DATA FOR THIS EXERCISE ▸
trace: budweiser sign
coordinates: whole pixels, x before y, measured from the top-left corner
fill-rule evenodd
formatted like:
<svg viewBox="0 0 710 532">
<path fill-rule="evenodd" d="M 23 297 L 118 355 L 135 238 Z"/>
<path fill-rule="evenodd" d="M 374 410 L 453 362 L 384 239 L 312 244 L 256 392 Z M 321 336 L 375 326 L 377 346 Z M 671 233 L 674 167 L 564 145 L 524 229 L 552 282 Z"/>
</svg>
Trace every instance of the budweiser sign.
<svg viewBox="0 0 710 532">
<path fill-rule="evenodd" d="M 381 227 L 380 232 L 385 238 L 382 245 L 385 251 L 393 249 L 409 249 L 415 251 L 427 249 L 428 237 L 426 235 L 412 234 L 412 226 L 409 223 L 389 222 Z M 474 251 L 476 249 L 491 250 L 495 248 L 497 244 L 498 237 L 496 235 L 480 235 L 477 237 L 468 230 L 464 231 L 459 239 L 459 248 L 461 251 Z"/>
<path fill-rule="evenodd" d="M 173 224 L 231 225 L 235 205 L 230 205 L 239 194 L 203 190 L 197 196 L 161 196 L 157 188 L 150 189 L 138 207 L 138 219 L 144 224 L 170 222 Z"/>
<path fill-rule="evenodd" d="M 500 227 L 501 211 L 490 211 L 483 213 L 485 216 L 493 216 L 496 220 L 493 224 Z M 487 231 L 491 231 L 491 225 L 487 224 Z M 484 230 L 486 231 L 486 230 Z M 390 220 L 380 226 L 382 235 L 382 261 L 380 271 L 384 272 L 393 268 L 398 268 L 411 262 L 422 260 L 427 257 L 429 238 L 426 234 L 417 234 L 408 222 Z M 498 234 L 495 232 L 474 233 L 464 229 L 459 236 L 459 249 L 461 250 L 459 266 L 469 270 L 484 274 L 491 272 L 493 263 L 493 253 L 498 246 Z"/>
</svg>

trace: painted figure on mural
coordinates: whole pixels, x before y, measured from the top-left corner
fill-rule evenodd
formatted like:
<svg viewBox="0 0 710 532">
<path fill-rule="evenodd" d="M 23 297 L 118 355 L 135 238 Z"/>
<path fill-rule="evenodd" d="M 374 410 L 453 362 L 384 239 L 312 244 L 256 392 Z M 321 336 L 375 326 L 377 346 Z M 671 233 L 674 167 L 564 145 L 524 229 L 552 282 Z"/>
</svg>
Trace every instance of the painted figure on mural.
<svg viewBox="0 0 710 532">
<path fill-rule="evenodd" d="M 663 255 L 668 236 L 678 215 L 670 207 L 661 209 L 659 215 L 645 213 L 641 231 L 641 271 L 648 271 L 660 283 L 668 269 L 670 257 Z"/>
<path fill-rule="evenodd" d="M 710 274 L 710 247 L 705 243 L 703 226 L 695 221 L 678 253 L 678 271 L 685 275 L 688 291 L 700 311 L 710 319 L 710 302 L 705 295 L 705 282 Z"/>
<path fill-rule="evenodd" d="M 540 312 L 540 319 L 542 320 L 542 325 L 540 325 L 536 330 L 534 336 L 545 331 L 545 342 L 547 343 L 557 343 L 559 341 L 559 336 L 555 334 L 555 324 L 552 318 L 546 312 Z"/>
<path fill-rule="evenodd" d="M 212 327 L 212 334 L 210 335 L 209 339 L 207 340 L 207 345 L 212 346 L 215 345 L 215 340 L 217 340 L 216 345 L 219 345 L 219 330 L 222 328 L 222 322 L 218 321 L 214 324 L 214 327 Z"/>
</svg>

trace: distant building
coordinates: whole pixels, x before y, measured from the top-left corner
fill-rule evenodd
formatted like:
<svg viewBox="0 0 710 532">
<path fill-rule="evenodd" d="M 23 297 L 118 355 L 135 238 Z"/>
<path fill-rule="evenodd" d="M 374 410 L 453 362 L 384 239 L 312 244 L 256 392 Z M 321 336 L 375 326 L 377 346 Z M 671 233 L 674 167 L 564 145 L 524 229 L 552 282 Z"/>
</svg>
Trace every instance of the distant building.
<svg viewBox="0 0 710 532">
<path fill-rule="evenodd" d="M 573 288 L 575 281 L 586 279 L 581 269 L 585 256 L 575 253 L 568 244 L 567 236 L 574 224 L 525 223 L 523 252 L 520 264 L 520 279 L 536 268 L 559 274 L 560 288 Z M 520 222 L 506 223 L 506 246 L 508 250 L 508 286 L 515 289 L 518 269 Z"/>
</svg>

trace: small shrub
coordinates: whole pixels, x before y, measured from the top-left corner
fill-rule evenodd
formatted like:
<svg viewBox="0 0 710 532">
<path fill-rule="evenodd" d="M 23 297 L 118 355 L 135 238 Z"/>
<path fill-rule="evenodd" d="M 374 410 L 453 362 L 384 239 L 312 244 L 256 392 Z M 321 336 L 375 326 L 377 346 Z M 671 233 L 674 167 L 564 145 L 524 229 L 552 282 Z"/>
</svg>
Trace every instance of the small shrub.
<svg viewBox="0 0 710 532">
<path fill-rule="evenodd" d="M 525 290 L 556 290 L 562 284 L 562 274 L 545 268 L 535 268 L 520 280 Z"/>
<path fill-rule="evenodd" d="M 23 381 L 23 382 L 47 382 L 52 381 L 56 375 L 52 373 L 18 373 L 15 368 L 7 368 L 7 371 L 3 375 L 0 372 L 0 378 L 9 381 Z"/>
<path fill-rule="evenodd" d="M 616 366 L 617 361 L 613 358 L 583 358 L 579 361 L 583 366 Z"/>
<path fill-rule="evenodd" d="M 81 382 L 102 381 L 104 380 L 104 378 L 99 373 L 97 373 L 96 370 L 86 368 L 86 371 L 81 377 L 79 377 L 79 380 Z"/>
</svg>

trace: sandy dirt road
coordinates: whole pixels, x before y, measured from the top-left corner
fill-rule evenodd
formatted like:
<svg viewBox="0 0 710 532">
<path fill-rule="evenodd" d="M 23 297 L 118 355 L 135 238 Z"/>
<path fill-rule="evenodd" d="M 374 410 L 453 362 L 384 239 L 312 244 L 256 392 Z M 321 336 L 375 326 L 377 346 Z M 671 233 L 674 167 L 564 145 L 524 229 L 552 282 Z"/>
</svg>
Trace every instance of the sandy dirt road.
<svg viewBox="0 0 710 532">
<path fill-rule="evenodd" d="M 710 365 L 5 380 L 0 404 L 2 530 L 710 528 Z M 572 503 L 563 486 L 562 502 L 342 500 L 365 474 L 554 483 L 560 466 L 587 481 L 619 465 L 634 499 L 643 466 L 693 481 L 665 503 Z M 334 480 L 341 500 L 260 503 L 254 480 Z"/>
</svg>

PROBLEM ▸
Each record above should be retyped in full, exactly as shown.

ANSWER TO THE EXERCISE ▸
trace: budweiser sign
coordinates: whole pixels, x before y, measured from the top-left corner
fill-rule evenodd
formatted like:
<svg viewBox="0 0 710 532">
<path fill-rule="evenodd" d="M 23 297 L 118 355 L 135 238 Z"/>
<path fill-rule="evenodd" d="M 374 410 L 453 362 L 384 239 L 312 244 L 256 392 Z M 321 336 L 375 326 L 377 346 Z M 671 233 L 674 167 L 564 145 L 524 229 L 552 282 Z"/>
</svg>
Trace every instance of the budweiser sign.
<svg viewBox="0 0 710 532">
<path fill-rule="evenodd" d="M 381 227 L 380 232 L 385 238 L 382 245 L 385 251 L 393 249 L 409 249 L 415 251 L 427 249 L 428 237 L 426 235 L 412 234 L 412 226 L 409 223 L 389 222 Z M 474 251 L 476 249 L 491 250 L 495 248 L 497 244 L 498 237 L 496 235 L 480 235 L 477 237 L 468 230 L 464 231 L 459 239 L 459 248 L 461 251 Z"/>
<path fill-rule="evenodd" d="M 173 224 L 231 225 L 235 205 L 230 205 L 239 194 L 203 190 L 197 196 L 161 196 L 157 188 L 150 189 L 138 207 L 138 219 L 144 224 L 170 222 Z"/>
<path fill-rule="evenodd" d="M 500 227 L 501 211 L 490 211 L 483 213 L 485 216 L 493 216 L 496 220 L 493 224 Z M 487 231 L 491 231 L 491 225 L 487 224 Z M 484 230 L 486 231 L 486 230 Z M 390 220 L 380 226 L 382 235 L 382 261 L 380 271 L 384 272 L 393 268 L 398 268 L 411 262 L 422 260 L 427 257 L 429 238 L 426 234 L 417 234 L 408 222 Z M 498 234 L 495 232 L 474 233 L 464 229 L 459 236 L 459 249 L 461 250 L 459 266 L 469 270 L 484 274 L 491 272 L 493 263 L 493 253 L 498 246 Z"/>
</svg>

trace: painted figure on mural
coordinates: whole pixels, x before y, measured from the top-left corner
fill-rule evenodd
formatted like:
<svg viewBox="0 0 710 532">
<path fill-rule="evenodd" d="M 23 297 L 118 355 L 135 238 Z"/>
<path fill-rule="evenodd" d="M 374 410 L 453 362 L 384 239 L 312 244 L 256 392 Z M 321 336 L 375 326 L 377 346 Z M 671 233 L 674 167 L 564 145 L 524 229 L 552 282 Z"/>
</svg>
Trace every instance of the painted figure on mural.
<svg viewBox="0 0 710 532">
<path fill-rule="evenodd" d="M 663 255 L 668 236 L 678 215 L 670 207 L 661 209 L 659 215 L 645 213 L 641 231 L 641 271 L 648 271 L 660 283 L 668 269 L 670 257 Z"/>
<path fill-rule="evenodd" d="M 710 274 L 710 247 L 705 243 L 703 226 L 695 221 L 678 253 L 678 271 L 685 275 L 688 291 L 700 311 L 710 319 L 710 302 L 705 295 L 705 282 Z"/>
<path fill-rule="evenodd" d="M 540 312 L 540 319 L 542 320 L 542 325 L 540 325 L 536 330 L 534 336 L 545 331 L 545 342 L 547 343 L 557 343 L 559 341 L 559 336 L 555 334 L 555 324 L 552 318 L 546 312 Z"/>
<path fill-rule="evenodd" d="M 212 327 L 212 334 L 210 335 L 209 339 L 207 340 L 207 345 L 212 346 L 215 345 L 215 340 L 217 340 L 216 345 L 219 345 L 219 330 L 222 328 L 222 322 L 218 321 L 214 324 L 214 327 Z"/>
</svg>

trace: distant building
coordinates: whole pixels, x before y, measured from the top-left corner
fill-rule evenodd
formatted like:
<svg viewBox="0 0 710 532">
<path fill-rule="evenodd" d="M 23 297 L 118 355 L 135 238 Z"/>
<path fill-rule="evenodd" d="M 374 410 L 453 362 L 384 239 L 312 244 L 256 392 Z M 321 336 L 375 326 L 377 346 Z M 671 233 L 674 167 L 564 145 L 524 229 L 552 282 Z"/>
</svg>
Trace every instance of the distant building.
<svg viewBox="0 0 710 532">
<path fill-rule="evenodd" d="M 573 288 L 575 281 L 586 279 L 581 269 L 585 256 L 575 253 L 568 244 L 567 236 L 574 224 L 525 223 L 523 252 L 520 264 L 520 279 L 536 268 L 559 274 L 560 288 Z M 520 222 L 506 223 L 506 246 L 508 250 L 508 286 L 515 289 L 518 269 Z"/>
</svg>

trace: small shrub
coordinates: whole pixels, x before y, measured from the top-left corner
fill-rule evenodd
formatted like:
<svg viewBox="0 0 710 532">
<path fill-rule="evenodd" d="M 23 297 L 118 355 L 135 238 Z"/>
<path fill-rule="evenodd" d="M 374 410 L 453 362 L 384 239 L 312 244 L 256 392 Z M 321 336 L 375 326 L 377 346 Z M 671 233 L 674 167 L 564 145 L 524 229 L 552 282 Z"/>
</svg>
Trace every instance of the small shrub.
<svg viewBox="0 0 710 532">
<path fill-rule="evenodd" d="M 525 290 L 556 290 L 562 284 L 562 274 L 545 268 L 535 268 L 520 280 Z"/>
<path fill-rule="evenodd" d="M 23 381 L 23 382 L 47 382 L 52 381 L 56 375 L 52 373 L 18 373 L 15 368 L 7 368 L 7 371 L 3 375 L 0 372 L 0 378 L 9 381 Z"/>
<path fill-rule="evenodd" d="M 616 366 L 617 361 L 613 358 L 583 358 L 579 361 L 583 366 Z"/>
<path fill-rule="evenodd" d="M 81 382 L 102 381 L 104 380 L 104 378 L 99 373 L 97 373 L 96 370 L 86 368 L 86 371 L 81 377 L 79 377 L 79 380 Z"/>
</svg>

trace: sandy dirt road
coordinates: whole pixels, x before y, measured from the top-left corner
fill-rule evenodd
formatted like:
<svg viewBox="0 0 710 532">
<path fill-rule="evenodd" d="M 23 297 L 118 355 L 135 238 Z"/>
<path fill-rule="evenodd" d="M 374 410 L 453 362 L 384 239 L 312 244 L 256 392 Z M 321 336 L 375 326 L 377 346 Z M 671 233 L 674 167 L 564 145 L 524 229 L 552 282 Z"/>
</svg>
Trace every instance of the sandy dirt road.
<svg viewBox="0 0 710 532">
<path fill-rule="evenodd" d="M 710 365 L 5 380 L 0 404 L 2 530 L 710 528 Z M 572 503 L 563 486 L 562 502 L 342 500 L 365 474 L 554 483 L 560 466 L 587 481 L 619 465 L 634 499 L 643 466 L 693 481 L 665 503 Z M 334 480 L 341 500 L 260 503 L 254 480 Z"/>
</svg>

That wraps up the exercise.